_Selected excerpt_.
>> Start

Here’s the batch I made this week:
Even if you don’t like pimiento cheese–especially if you don’t like pimiento cheese!–you should try this recipe. (Or Hugh’s.) It just might change your life.
What’s in it:
- 1 pound of sharp cheddar (the sharper, the better)
- half of a 12-ounce jar of pimientos or roasted red peppers (or just roast your own)
- 1/2 cup Greek yogurt
- 1 tablespoon hot sauce
- 1 tablespoon Worcestershire sauce
- 1/2 teaspoon garlic powder
- 1 teaspoon dry mustard
- 1 teaspoon paprika (smoked, if you have it, but regular is yummy, too)
- 1/4 teaspoon ground cayenne (or chipotle, if you want it smokier, which I like)
- salt and pepper to taste
- a little apple cider vinegar if you like yours tangy (which we do)
- Cut the cheddar into cubes and toss it in the food processor.
- Add the pimientos, yogurt, hot sauce, Worcestershire sauce, garlic powder, dry mustard, paprika, and cayenne/chipotle.
- Process until you’ve got the texture you like. (We like ours creamy and spreadable, but if you like yours chunkier, just process a little less.)
- Taste it! Add salt, pepper, and/or vinegar if needed.
This makes a pretty big batch, which we eat on toast, crackers, cold sandwiches, or–my favorite–grilled cheese sandwiches. (Heaven!) It’s tangy, salty, smoky, and spicy, just how I like it. I can eat gobs of it in a sitting, and sometimes do.
Yep, pimiento cheese really is the stuff of the devil.

>> End

_Information supplied_.

>> Start

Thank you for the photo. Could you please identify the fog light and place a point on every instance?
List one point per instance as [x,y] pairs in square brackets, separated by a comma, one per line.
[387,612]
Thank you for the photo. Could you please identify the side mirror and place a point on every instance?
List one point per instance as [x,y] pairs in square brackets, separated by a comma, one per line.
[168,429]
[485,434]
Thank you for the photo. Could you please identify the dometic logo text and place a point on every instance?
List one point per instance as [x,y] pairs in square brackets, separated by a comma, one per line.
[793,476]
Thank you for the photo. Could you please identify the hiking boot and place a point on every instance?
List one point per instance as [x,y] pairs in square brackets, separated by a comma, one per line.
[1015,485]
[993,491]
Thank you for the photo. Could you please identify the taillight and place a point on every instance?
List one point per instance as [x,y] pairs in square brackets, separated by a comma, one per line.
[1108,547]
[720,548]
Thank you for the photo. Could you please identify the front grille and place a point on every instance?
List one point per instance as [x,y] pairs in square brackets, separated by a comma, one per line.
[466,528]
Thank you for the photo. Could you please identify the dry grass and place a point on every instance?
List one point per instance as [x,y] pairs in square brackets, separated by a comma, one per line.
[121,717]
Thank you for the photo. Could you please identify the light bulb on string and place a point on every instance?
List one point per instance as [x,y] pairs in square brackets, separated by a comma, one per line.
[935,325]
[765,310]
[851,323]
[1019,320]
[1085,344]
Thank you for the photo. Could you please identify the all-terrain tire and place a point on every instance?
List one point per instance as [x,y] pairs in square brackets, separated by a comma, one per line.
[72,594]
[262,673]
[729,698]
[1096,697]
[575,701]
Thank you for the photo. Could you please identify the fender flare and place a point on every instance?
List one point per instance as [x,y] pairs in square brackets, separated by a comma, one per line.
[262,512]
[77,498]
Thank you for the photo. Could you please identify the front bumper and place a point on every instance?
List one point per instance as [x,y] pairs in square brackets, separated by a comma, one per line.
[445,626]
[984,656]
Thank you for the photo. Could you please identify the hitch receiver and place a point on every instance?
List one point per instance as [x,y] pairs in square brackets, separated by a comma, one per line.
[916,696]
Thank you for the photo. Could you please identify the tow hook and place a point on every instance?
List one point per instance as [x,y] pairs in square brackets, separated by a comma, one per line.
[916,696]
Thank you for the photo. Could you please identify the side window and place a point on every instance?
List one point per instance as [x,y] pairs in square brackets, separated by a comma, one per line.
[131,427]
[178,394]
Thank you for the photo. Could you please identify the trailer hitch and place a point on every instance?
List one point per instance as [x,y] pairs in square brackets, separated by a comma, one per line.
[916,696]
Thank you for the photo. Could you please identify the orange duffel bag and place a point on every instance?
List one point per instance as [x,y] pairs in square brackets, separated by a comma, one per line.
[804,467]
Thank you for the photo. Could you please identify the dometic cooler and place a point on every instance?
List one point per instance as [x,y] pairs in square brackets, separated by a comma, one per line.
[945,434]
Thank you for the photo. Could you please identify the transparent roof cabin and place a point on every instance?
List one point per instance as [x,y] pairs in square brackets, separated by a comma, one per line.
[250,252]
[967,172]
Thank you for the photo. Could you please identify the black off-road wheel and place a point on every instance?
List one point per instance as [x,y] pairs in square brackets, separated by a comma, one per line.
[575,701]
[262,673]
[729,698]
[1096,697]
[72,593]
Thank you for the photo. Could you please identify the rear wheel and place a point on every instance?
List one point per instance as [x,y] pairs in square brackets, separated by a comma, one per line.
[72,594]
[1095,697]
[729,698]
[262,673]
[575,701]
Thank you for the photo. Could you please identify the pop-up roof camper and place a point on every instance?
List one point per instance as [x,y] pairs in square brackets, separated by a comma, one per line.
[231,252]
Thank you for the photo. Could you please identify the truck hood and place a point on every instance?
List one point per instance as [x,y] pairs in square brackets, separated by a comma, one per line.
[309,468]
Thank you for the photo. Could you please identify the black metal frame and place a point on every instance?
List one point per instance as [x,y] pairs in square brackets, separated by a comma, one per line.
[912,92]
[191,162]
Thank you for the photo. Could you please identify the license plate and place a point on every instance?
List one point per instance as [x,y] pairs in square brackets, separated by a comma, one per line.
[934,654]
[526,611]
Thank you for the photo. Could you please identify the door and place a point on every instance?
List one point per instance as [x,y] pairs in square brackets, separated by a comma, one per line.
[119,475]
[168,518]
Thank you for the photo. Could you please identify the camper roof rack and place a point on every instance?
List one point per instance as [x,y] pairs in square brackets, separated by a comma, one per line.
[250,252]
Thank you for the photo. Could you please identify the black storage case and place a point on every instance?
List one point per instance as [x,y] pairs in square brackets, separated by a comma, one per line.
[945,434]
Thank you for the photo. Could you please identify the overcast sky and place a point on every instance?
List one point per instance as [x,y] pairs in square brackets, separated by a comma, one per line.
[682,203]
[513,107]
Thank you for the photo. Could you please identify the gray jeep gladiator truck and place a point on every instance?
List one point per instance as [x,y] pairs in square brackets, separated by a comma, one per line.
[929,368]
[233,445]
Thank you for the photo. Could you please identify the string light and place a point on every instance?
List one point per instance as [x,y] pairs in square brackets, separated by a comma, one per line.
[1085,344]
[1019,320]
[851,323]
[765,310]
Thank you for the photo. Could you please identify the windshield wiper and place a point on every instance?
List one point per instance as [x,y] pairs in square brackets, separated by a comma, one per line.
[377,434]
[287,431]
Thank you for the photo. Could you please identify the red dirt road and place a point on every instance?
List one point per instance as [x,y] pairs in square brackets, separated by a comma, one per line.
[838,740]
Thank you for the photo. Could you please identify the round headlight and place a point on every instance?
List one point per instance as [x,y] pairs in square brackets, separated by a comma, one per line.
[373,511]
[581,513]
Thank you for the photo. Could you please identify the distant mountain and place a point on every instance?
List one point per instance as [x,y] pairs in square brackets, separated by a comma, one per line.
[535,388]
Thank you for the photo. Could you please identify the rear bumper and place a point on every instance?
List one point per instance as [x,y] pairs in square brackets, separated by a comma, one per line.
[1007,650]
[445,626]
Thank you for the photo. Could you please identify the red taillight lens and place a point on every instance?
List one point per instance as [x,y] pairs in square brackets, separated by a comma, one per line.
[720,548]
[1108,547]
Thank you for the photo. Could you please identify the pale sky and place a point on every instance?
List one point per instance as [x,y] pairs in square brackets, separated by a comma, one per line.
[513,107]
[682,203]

>> End

_Required actions_.
1. List every food the recipe says the batch is eaten on.
2. Among the rows, begin at the line that has "Thank you for the photo. Could you please identify the pale" and stop after the final row. Write those lines out again with "pale sky" swapped for "clear sky" and nothing else changed.
The recipe and the rows were taken from unrelated sources.

_Complete answers_.
1. toast, crackers, cold sandwiches, grilled cheese sandwiches

2.
Thank you for the photo. Could you please identify the clear sky and place a point on every instance?
List one point per instance as [x,y] pairs in square brackets, separated by a comma, one per line.
[513,107]
[682,203]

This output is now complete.